Videos are not included in this release. A download script is provided to retrieve the original source videos from their respective public repositories.
Source datasets:
Source Dataset | Reference |
| VAD-R1 | |
TAD | |
Accident-Bench | |
| SO-TAD | https://www.sciencedirect.com/science/article/abs/pii/S0925231224018320 |
| TADBenchmark | https://arxiv.org/abs/2209.12386 |
| Highway Traffic Videos Dataset | https://www.kaggle.com/datasets/aryashah2k/highway-traffic-videos-dataset |
| UCF Crime | https://arxiv.org/abs/1801.04264 |
| Barbados Traffic Analysis Challenge | https://zindi.africa/competitions/barbados-traffic-analysis-challenge/data |
Task types (10 tasks across 3 groups):
Task Group | Task Type | Description | Samples |
Basic | Event Verification (bcq) | Binary Yes/No questions | 7,340 |
Basic | Event Verification with Explanation (bcq_openended) | Binary Yes/No + explanation | 7,340 |
Basic | Multiple-Choice QA (mcq) | Select the correct answer | 3,670 |
Basic | Multiple-Choice QA with Explanation (mcq_openended) | Select the correct answer + explanation | 3,670 |
Basic | Open-Ended QA (open_qa) | Free-form question about the anomaly | 3,670 |
Scene | Scene Description (scene_description) | Static description of the scene | 3,670 |
Scene | Video Summary (video_summarization) | Summary of what happened | 3,670 |
Temporal | Temporal Localization (temporal_localization) | Identify when the anomaly occurs | 3,670 |
Temporal | Causal Linkage (causal_linkage) | What caused the anomaly? | 3,670 |
Temporal | Event Description (temporal_description) | Describe what happened in the interval | 3,670 |
Note: bcq and bcq_openended have 2 samples per video (one Yes, one No answer), hence 7,340 each.
▬▬▬
**REQUIRED TASK A**
Translate this sentence from the dataset notes into Spanish: "A download script is provided to retrieve the original source videos from their respective public repositories."
**REQUIRED TASK B**
According to the dataset notes, is each statement true? Answer yes or no and quote the words that decide it.
(i) Videos are included in this release.
(ii) For bcq, each video has one Yes answer and one No answer.
(iii) The tasks fall into four groups.
▬▬▬
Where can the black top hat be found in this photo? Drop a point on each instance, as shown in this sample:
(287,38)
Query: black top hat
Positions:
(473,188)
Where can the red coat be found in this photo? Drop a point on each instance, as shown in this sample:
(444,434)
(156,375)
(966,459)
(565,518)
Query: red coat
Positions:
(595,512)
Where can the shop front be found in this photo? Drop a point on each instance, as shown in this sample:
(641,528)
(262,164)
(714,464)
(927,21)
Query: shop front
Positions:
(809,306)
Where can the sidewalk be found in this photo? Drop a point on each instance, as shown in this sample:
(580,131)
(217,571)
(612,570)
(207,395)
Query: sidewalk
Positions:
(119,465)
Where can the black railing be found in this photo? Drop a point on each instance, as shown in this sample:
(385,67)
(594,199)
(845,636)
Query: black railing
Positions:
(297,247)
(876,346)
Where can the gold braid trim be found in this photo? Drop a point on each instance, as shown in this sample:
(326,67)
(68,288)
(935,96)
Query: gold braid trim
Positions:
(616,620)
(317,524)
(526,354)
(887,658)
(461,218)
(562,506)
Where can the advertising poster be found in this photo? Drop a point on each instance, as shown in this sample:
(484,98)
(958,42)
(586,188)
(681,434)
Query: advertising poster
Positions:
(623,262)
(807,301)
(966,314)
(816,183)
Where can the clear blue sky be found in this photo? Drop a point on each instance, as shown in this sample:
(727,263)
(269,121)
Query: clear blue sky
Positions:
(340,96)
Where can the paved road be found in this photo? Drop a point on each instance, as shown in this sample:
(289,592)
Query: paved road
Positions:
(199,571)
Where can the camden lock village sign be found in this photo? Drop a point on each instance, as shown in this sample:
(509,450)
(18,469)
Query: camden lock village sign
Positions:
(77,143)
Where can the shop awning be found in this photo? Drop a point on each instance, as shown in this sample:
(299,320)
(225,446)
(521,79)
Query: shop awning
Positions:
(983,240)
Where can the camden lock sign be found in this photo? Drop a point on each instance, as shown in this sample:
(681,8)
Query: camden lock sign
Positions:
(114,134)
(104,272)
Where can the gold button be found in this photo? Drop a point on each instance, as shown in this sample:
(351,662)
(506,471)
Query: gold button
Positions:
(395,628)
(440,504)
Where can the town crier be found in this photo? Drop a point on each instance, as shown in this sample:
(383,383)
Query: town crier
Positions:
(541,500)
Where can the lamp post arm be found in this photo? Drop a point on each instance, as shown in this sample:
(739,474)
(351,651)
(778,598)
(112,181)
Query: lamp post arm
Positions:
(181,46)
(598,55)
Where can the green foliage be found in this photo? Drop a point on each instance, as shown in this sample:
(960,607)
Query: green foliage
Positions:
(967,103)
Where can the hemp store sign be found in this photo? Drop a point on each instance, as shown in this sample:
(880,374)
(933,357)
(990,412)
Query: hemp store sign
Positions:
▬▬▬
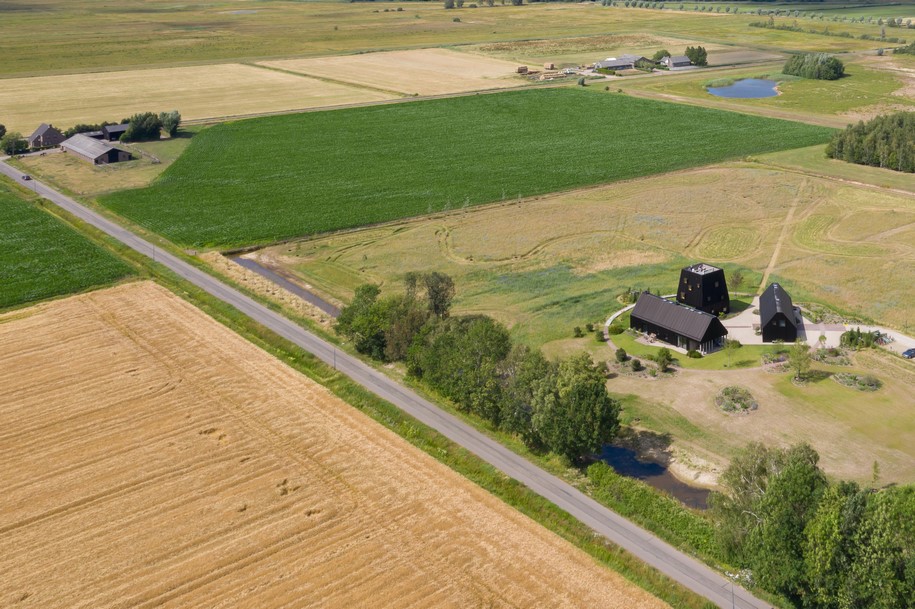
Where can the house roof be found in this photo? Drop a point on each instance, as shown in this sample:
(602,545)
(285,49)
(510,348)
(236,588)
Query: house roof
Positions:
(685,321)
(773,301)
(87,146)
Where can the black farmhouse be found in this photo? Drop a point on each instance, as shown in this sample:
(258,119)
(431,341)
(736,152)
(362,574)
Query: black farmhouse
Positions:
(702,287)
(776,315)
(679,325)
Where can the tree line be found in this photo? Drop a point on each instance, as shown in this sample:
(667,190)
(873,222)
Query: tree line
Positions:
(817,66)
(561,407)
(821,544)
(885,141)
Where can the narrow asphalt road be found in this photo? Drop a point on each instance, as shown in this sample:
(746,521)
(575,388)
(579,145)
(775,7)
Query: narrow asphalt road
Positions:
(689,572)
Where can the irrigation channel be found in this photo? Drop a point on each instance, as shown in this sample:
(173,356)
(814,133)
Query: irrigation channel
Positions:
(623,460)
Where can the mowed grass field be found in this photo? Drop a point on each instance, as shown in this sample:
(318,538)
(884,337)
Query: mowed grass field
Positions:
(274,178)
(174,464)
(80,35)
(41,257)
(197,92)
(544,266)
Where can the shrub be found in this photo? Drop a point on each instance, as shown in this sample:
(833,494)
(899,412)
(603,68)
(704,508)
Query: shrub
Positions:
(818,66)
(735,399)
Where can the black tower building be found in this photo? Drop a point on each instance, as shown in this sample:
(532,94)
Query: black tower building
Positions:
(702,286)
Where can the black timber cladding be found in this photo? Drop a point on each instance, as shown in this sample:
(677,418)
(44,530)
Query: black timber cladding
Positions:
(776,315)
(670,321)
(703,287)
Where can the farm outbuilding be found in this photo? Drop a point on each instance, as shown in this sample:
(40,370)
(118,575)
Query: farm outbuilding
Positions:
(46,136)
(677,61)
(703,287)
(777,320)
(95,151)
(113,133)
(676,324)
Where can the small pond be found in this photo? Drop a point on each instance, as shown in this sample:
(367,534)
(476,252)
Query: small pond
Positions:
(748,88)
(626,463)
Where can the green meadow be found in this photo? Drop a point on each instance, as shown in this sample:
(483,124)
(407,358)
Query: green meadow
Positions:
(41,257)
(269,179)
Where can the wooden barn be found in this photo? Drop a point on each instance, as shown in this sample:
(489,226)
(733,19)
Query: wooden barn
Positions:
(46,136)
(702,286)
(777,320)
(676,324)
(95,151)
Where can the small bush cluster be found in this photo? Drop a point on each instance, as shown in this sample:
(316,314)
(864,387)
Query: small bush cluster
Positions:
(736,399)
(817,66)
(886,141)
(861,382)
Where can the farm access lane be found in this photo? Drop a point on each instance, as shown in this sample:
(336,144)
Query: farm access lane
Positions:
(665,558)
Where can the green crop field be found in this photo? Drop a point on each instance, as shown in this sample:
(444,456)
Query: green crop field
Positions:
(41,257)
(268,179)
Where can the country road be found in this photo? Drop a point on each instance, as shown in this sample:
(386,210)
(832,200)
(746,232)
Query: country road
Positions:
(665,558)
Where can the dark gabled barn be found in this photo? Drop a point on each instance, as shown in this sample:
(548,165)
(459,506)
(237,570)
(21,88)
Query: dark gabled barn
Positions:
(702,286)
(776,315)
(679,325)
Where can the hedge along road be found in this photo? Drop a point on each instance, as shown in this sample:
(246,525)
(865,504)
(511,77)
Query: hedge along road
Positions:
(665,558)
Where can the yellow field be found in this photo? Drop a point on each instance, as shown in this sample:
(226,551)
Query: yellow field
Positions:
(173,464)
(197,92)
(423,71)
▬▬▬
**CORRECT OUTPUT A**
Se proporciona un script de descarga para obtener los videos originales de sus respectivos repositorios públicos.

**CORRECT OUTPUT B**
(i) No: "Videos are not included in this release."
(ii) Yes: "2 samples per video (one Yes, one No answer)"
(iii) No: "10 tasks across 3 groups"